## [Fragment tekstu]
....................
Swojego przeciwnika w pierwszej rundzie najważniejszej cześci rozgrywek torunianie poznają dopiero w połowie przyszłego tygodnia, choć teoretycznie tabela po sezonie zasadniczym jest już zatwierdzona. TKH/ThyssenKrupp/Energostal jako zdobywca trzeciego miejsca powinien zmierzyć się z szóstym w klasyfikacji Stoczniowcem. Teraz sytuacja torunian może diametralnie się zmienić. Jeśli władze PZHL zdecydują się przyznać walkower gdańszczanom z meczu z tychowianami, TKH/TK/Energostal awansuje na miejsce wicelidera. A wtedy nie będzie walczyć ze Stoczniowcem, a mało wymagającym KH Sanok.
Skąd watpliwości związane z układem tabeli? W połowie stycznia Stoczniowiec zremisował z GKS Tychy 3:3. Według Marka Kosteckiego, prezesa klubu znad morza, w zespole rywali wystąpił nieuprawniony do gry zawodnik. Mariusz Justka w obecnym sezonie reprezentuje barwy drużyny ze Śląska, a wcześniej był zawodnikiem Stoczniowca. Tychowianie mieli uiścić należność za jego transfer w trzech ratach - termin ostatniej minął 15 stycznia, czyli dzień przed meczem obu zainteresowanych zespołów. - To sobota, więc bank był zamknięty. Dlatego zgodnie z przyjętymi normami wysłaliśmy pieniądze pierwszego dnia roboczego, czyli w poniedziałek. We wtorek bank poinformował nas, że jeden z podpisów złożonych na przelewie został zakwestionowany. Musieliśmy więc kolejny raz zrobić przelew. Dlatego pieniądze trafiły do Gdańska dopiero 18 stycznia. Jesteśmy mocno zdziwieni, że pan Kostecki robi z tego aż tak dużą aferę - mówi dyrektor GKS Tychy Karol Pawlik.
....................
## [Zadanie 1]
Przepisz w całości fragment tekstu o sporze wokół ligowej tabeli, bez jakichkolwiek zmian.
Wiersze zamieszczone dalej nie mają żadnego związku z fragmentem tekstu.
....................
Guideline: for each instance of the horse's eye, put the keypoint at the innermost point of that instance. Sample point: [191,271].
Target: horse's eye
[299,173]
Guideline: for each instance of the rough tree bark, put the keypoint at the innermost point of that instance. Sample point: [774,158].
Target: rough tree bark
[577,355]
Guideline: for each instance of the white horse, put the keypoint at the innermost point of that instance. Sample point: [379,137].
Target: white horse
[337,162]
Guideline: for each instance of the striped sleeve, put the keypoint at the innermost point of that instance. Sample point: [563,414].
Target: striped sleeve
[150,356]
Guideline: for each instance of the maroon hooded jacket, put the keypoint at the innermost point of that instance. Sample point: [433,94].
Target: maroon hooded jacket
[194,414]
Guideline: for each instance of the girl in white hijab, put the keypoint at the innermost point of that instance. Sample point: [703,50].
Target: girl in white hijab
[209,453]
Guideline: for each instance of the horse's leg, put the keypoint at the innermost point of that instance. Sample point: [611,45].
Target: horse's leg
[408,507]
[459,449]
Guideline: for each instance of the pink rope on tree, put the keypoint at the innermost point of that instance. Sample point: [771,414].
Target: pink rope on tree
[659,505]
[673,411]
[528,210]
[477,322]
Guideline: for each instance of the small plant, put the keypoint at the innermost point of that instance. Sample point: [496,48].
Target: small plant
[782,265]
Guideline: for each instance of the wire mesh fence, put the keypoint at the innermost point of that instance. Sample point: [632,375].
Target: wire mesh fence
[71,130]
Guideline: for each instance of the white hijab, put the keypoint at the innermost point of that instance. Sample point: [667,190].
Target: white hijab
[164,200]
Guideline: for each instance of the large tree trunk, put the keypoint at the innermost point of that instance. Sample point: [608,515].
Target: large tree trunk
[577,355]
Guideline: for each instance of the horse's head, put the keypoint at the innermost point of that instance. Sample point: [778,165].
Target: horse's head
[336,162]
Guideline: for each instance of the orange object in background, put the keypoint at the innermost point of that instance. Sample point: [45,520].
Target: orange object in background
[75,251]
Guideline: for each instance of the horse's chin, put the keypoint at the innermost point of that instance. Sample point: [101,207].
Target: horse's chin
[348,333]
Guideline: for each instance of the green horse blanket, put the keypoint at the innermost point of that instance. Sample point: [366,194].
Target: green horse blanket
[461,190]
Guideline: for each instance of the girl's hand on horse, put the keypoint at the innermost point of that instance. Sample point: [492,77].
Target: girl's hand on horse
....................
## [Zadanie 2]
Policz wiersze danych, w których występuje ciąg „fence”, i podaj wyłącznie tę liczbę.

## [Rozwiązanie zadania 1]
Swojego przeciwnika w pierwszej rundzie najważniejszej cześci rozgrywek torunianie poznają dopiero w połowie przyszłego tygodnia, choć teoretycznie tabela po sezonie zasadniczym jest już zatwierdzona. TKH/ThyssenKrupp/Energostal jako zdobywca trzeciego miejsca powinien zmierzyć się z szóstym w klasyfikacji Stoczniowcem. Teraz sytuacja torunian może diametralnie się zmienić. Jeśli władze PZHL zdecydują się przyznać walkower gdańszczanom z meczu z tychowianami, TKH/TK/Energostal awansuje na miejsce wicelidera. A wtedy nie będzie walczyć ze Stoczniowcem, a mało wymagającym KH Sanok.
Skąd watpliwości związane z układem tabeli? W połowie stycznia Stoczniowiec zremisował z GKS Tychy 3:3. Według Marka Kosteckiego, prezesa klubu znad morza, w zespole rywali wystąpił nieuprawniony do gry zawodnik. Mariusz Justka w obecnym sezonie reprezentuje barwy drużyny ze Śląska, a wcześniej był zawodnikiem Stoczniowca. Tychowianie mieli uiścić należność za jego transfer w trzech ratach - termin ostatniej minął 15 stycznia, czyli dzień przed meczem obu zainteresowanych zespołów. - To sobota, więc bank był zamknięty. Dlatego zgodnie z przyjętymi normami wysłaliśmy pieniądze pierwszego dnia roboczego, czyli w poniedziałek. We wtorek bank poinformował nas, że jeden z podpisów złożonych na przelewie został zakwestionowany. Musieliśmy więc kolejny raz zrobić przelew. Dlatego pieniądze trafiły do Gdańska dopiero 18 stycznia. Jesteśmy mocno zdziwieni, że pan Kostecki robi z tego aż tak dużą aferę - mówi dyrektor GKS Tychy Karol Pawlik.

## [Rozwiązanie zadania 2]
2